>> Begin TEXT PASSAGE

Re: [PATCH v4 1/5] cramfs: direct memory access support

[Date Prev][Date Next][Thread Prev][Thread Next][Date Index][Thread Index]

 



On Sun, Oct 1, 2017 at 3:29 AM, Christoph Hellwig <hch@xxxxxxxxxxxxx> wrote:
> On Wed, Sep 27, 2017 at 07:32:20PM -0400, Nicolas Pitre wrote:
>> To distinguish between both access types, the cramfs_physmem filesystem
>> type must be specified when using a memory accessible cramfs image, and
>> the physaddr argument must provide the actual filesystem image's physical
>> memory location.
>
> Sorry, but this still is a complete no-go.  A physical address is not a
> proper interface.  You still need to have some interface for your NOR nand
> or DRAM.  - usually that would be a mtd driver, but if you have a good
> reason why that's not suitable for you (and please explain it well)
> we'll need a little OF or similar layer to bind a thin driver.

I don't disagree that we may need DT binding here, but DT bindings are
h/w description and not a mechanism bind Linux kernel drivers. It can
be a subtle distinction, but it is an important one.

>> End TEXT PASSAGE

Reproduce the text of this cramfs patch discussion between "On Sun, Oct" and "a thin driver.", inclusive.

>> Begin RECORD SET

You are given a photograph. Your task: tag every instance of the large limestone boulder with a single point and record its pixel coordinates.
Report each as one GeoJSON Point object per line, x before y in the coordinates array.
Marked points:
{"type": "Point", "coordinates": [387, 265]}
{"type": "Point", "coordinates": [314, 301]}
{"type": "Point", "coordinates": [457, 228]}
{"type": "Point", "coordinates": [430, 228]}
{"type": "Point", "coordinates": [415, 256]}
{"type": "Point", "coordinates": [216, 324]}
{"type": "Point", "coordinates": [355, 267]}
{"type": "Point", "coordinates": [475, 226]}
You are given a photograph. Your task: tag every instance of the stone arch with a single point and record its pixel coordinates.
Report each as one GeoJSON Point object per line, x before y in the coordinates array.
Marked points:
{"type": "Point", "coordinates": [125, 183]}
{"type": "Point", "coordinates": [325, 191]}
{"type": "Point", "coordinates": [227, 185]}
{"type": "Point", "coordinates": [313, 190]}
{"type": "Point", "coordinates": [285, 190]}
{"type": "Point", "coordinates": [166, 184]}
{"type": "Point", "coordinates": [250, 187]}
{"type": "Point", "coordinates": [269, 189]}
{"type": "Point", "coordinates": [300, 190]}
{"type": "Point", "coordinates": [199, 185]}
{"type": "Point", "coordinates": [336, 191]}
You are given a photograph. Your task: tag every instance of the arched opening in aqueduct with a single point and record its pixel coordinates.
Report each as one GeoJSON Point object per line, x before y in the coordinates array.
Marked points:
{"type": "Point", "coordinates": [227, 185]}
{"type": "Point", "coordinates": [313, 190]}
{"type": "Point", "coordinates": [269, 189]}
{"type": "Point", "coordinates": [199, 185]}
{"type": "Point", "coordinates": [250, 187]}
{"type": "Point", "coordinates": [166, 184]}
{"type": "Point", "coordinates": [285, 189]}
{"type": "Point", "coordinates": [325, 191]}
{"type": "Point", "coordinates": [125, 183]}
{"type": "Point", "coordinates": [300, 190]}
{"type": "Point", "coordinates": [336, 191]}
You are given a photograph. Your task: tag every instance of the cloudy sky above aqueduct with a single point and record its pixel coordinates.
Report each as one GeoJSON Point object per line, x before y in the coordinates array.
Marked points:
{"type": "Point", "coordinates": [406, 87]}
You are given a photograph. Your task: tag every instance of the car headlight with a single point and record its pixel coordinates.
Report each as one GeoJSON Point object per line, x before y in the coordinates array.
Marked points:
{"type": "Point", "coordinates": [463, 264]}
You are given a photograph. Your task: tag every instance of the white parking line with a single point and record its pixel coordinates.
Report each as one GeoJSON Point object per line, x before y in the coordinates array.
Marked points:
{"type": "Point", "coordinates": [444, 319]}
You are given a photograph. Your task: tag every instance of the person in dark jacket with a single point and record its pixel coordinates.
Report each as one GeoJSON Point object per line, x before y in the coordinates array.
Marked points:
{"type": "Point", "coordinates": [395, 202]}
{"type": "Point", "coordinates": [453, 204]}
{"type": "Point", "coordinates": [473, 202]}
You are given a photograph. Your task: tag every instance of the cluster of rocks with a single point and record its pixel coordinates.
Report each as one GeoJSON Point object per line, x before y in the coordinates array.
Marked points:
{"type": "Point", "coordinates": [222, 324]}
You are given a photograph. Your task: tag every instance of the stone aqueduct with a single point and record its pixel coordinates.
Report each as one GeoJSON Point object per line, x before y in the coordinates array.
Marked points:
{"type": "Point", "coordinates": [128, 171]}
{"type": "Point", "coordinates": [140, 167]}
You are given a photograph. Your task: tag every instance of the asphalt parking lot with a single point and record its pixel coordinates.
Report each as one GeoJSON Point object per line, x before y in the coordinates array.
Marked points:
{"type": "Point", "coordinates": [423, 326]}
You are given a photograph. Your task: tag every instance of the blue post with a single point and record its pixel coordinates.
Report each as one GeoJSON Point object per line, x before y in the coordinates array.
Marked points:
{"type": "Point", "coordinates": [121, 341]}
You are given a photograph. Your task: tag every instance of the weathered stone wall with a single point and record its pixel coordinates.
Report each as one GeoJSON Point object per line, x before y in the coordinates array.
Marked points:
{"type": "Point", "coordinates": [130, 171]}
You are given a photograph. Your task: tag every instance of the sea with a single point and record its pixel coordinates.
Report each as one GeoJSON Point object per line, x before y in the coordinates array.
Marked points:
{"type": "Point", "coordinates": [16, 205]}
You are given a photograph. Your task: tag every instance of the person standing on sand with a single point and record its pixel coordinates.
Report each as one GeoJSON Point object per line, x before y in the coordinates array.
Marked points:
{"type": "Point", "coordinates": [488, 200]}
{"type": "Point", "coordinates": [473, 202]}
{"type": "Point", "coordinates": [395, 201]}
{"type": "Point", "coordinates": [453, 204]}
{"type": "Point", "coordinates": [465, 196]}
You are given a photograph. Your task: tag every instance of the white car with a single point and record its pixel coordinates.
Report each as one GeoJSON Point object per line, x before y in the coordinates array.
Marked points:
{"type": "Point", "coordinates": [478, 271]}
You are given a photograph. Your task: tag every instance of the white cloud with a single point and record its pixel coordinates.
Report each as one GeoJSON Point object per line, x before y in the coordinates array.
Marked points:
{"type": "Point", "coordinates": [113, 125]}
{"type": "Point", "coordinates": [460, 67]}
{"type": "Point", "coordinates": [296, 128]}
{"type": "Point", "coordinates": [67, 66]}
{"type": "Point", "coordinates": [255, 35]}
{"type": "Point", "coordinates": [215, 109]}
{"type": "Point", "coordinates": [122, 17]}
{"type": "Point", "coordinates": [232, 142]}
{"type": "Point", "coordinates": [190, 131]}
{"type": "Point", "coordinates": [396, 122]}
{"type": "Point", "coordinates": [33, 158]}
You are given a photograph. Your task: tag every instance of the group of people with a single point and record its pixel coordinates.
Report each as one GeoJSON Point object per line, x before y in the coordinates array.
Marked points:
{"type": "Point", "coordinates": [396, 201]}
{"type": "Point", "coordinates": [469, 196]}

>> End RECORD SET

### OUTPUT FOR THIS TASK
On Sun, Oct 1, 2017 at 3:29 AM, Christoph Hellwig <hch@xxxxxxxxxxxxx> wrote:
> On Wed, Sep 27, 2017 at 07:32:20PM -0400, Nicolas Pitre wrote:
>> To distinguish between both access types, the cramfs_physmem filesystem
>> type must be specified when using a memory accessible cramfs image, and
>> the physaddr argument must provide the actual filesystem image's physical
>> memory location.
>
> Sorry, but this still is a complete no-go.  A physical address is not a
> proper interface.  You still need to have some interface for your NOR nand
> or DRAM.  - usually that would be a mtd driver, but if you have a good
> reason why that's not suitable for you (and please explain it well)
> we'll need a little OF or similar layer to bind a thin driver.